**DOCUMENT PASSAGE:**
◆ ◆ ◆ ◆

This year marks the fiftieth anniversary of three American heroes climbing out of a crippled spacecraft as it bobbed in swells of the South Pacific Ocean. Those heroes were astronauts Jim Lovell, Jack Swigert and Fred Haise. Their mission — Apollo 13 — would eventually be dubbed NASA’s “most successful failure.”
The mission was a failure in that the crew members were unable to complete their main objective: to land on the moon. But it was successful because, 87 hours after their craft suffered an oxygen tank explosion, all three men walked away alive.
It would be easy to scoff at the idea of drawing parallels between this ill-fated mission, and the goings-on in a typical Network Operations Center. (My wife did.) After all, the drama involved in troubleshooting and repairing a ship hurtling through space at thousands of miles per hour is just incomparable. Nevertheless, if your network is supporting our critical healthcare infrastructure right now, it is no exaggeration to say that your deliberate actions during an outage could save lives.
It’s with this in mind that I’d like to talk about the key actions taken during the Apollo 13 mission, and what we as network operators can learn from them.
Applying Apollo 13 Lessons to NetOps
1. Always Over Communicate
“Houston, we’ve had a problem here.” These words, uttered by Jack Swigert, were mission controls first indication that their astronauts were in trouble. A routine maintenance — what we in the NOC would call ‘Non-Service-Impacting’ — set off a chain of events that would push the limits of the crew, their ship and the experts on the ground tasked with bringing them home.

◆ ◆ ◆ ◆

**PROVIDED DATA:**
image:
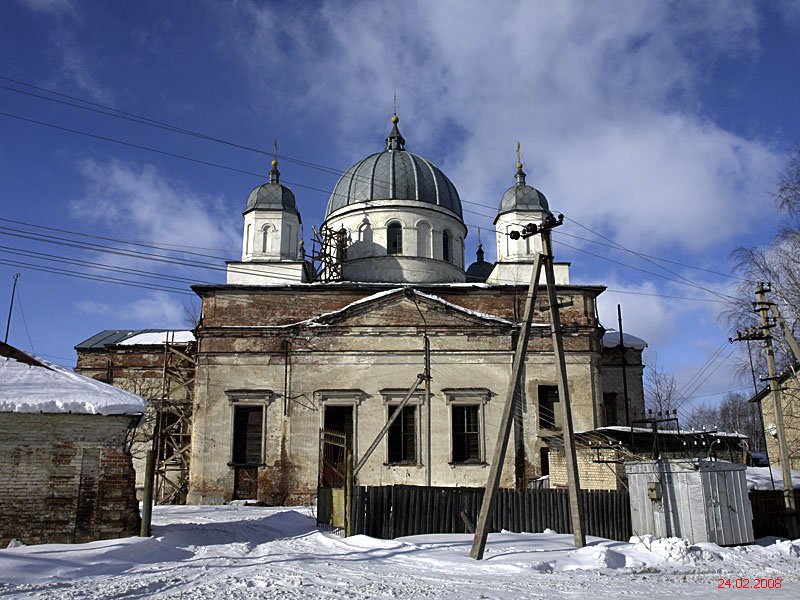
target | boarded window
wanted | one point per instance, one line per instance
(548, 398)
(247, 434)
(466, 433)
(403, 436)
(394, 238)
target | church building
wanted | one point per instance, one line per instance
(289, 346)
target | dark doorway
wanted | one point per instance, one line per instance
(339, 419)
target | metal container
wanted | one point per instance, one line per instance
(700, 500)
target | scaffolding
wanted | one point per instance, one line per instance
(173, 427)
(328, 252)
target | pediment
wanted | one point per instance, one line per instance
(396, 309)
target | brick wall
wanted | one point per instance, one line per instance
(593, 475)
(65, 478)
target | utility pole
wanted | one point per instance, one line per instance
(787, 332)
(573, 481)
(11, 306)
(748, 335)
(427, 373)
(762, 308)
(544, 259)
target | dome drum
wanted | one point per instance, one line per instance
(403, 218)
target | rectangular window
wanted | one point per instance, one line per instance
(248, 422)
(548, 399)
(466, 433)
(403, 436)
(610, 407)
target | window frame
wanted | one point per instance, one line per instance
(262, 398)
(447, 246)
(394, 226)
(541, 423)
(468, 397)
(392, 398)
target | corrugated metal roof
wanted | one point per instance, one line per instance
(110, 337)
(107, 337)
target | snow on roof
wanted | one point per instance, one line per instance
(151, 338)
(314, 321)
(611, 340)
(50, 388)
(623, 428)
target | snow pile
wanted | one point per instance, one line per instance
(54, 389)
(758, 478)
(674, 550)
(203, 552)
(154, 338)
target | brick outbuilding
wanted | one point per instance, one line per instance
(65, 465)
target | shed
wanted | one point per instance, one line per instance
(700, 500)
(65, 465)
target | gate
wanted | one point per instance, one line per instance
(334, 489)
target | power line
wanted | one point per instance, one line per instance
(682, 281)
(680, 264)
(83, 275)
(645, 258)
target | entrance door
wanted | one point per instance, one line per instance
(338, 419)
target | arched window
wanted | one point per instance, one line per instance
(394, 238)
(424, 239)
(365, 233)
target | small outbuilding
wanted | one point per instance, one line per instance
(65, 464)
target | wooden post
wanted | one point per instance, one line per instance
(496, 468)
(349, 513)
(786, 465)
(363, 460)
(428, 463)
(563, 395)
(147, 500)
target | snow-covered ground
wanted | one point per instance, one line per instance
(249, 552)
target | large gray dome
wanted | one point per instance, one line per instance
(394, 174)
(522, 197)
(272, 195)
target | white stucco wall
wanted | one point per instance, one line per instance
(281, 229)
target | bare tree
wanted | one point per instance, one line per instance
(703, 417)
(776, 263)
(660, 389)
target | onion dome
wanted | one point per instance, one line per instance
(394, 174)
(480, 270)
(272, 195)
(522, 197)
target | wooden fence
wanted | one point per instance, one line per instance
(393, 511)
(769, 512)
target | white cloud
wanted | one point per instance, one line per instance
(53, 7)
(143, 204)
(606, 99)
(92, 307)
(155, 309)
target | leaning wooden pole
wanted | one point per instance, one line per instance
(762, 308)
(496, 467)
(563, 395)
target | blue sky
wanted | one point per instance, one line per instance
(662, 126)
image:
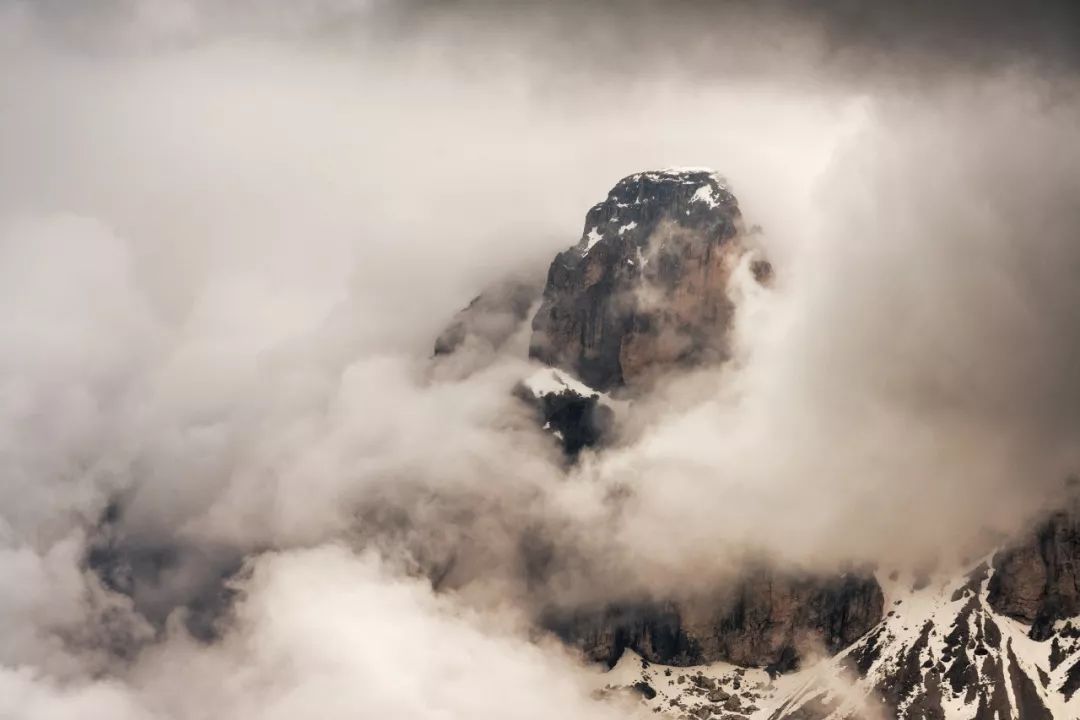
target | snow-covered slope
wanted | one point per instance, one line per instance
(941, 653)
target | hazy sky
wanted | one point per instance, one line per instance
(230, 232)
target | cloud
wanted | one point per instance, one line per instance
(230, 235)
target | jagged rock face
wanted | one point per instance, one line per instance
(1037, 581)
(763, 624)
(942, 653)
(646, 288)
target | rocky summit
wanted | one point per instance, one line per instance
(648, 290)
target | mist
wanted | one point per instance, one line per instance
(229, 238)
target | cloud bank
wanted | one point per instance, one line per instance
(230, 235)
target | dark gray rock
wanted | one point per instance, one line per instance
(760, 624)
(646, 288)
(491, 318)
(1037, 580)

◆ ◆ ◆ ◆

**TO DO:** Substitute "service disruption" for "outage" and give the part of the Apollo 13 and network operations text starting at "It would be" and ending at "learn from them.".

**COMPLETE OUTPUT:**
It would be easy to scoff at the idea of drawing parallels between this ill-fated mission, and the goings-on in a typical Network Operations Center. (My wife did.) After all, the drama involved in troubleshooting and repairing a ship hurtling through space at thousands of miles per hour is just incomparable. Nevertheless, if your network is supporting our critical healthcare infrastructure right now, it is no exaggeration to say that your deliberate actions during an service disruption could save lives.
It’s with this in mind that I’d like to talk about the key actions taken during the Apollo 13 mission, and what we as network operators can learn from them.